[Start Material for this task]

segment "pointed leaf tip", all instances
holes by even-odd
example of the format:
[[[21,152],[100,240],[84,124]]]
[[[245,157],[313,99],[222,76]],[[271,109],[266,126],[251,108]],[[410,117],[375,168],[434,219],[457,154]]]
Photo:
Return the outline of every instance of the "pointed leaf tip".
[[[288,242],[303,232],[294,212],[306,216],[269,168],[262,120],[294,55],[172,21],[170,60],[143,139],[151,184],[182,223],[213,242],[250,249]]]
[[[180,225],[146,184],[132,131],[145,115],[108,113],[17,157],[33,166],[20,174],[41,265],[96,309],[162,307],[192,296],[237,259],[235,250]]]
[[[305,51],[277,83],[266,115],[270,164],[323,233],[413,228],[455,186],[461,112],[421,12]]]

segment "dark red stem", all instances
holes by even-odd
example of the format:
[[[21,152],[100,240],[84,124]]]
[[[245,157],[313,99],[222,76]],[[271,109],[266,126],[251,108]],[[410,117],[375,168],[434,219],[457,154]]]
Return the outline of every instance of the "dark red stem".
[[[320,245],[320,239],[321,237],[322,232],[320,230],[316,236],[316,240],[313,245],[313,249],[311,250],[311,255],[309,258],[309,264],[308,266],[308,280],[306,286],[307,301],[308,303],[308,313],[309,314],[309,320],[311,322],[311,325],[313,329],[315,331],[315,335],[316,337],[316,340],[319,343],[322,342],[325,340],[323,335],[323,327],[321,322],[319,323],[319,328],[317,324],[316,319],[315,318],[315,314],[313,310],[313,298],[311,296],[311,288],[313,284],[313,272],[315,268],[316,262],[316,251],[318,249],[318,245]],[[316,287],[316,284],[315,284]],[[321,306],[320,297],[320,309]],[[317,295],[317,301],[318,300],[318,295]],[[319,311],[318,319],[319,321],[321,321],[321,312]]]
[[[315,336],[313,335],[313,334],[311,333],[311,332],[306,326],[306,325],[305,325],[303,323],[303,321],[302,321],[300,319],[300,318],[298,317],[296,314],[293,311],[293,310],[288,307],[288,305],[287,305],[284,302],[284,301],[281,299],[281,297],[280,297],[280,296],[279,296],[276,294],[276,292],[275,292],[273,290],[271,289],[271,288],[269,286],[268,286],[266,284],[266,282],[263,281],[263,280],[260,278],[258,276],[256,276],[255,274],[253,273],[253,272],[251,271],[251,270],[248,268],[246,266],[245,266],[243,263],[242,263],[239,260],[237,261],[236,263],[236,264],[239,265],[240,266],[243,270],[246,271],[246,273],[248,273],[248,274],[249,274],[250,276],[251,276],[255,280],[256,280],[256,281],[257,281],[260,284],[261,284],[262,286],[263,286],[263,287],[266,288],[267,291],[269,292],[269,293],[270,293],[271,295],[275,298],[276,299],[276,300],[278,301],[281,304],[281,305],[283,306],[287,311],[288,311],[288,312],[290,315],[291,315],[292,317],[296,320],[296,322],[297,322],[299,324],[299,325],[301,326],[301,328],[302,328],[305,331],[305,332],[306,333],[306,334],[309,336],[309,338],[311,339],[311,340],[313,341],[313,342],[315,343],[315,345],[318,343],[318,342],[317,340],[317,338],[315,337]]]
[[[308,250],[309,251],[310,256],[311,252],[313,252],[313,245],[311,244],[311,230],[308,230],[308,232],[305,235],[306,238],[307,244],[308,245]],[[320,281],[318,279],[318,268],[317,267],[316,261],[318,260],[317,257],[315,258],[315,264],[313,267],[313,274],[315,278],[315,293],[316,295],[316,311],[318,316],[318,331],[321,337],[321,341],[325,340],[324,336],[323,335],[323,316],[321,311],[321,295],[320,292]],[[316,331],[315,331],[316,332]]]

[End Material for this task]

• Problem statement: List each line of the records that contains the word "leaf", treating uppercase and lowercase as different.

• Finished answer:
segment "pointed leaf tip", all instances
Return the outline of every instance of the "pointed leaf tip".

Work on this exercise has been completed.